-- Start Entries shown --

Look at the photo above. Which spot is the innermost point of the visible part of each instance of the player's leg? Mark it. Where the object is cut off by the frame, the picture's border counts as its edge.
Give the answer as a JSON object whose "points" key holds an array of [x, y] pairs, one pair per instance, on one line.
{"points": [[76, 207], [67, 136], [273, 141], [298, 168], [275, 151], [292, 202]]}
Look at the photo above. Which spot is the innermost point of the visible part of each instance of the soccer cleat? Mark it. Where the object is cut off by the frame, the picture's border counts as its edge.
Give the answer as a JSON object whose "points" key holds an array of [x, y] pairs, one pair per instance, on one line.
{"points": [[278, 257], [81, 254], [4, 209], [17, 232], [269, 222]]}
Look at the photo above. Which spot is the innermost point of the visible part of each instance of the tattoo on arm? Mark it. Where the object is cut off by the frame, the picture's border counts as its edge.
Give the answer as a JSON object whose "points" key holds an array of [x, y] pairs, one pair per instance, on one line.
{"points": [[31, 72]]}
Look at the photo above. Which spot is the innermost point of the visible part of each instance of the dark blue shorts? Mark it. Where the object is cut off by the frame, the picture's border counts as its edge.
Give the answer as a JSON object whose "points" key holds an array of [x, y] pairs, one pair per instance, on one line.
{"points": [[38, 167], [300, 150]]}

-- End Entries shown --

§ Exercise goal
Reproduce the entire listing above verbatim, line for line.

§ Result for this task
Look at the photo above. Which spot is the innermost point of the visible part of each instance of the player's leg? Mark it. Where the object is cut off by the frame, the picture's border counts as its edge.
Give the answer as a JSON object whose "points" key holds an array of [x, y] pairs, one pair per instance, on one line.
{"points": [[76, 207], [67, 136], [273, 141], [298, 168], [275, 151], [292, 202]]}
Look at the photo above. Which spot is the innermost point of the visible part of each instance of the soccer cleat? Mark it. Where the object is cut off by the frame, the picture's border counts as its edge.
Give the answer as a JSON object whose "points" key holds an array of [x, y] pairs, one pair per instance, on one line.
{"points": [[278, 257], [81, 254], [4, 209], [17, 232], [269, 222]]}
Look at the photo above. Which spot is the innermost point of the visible part of each instance of the tattoo on arm? Mark it. Where the object is cut off by the frame, the picture's border counts as its edge.
Give the answer as a JSON object whose "points" key holds an array of [x, y] pairs, one pair per instance, on one line.
{"points": [[31, 72]]}
Look at the photo above. Which spot is the innermost point of the visible part of each instance of the dark blue shorts? Mark it. Where the object is cut off by the frame, the picture's border counts as its edge.
Give the answer as a JSON object whose "points" key holds an array of [x, y] pairs, one pair per instance, on one line.
{"points": [[38, 167], [300, 150]]}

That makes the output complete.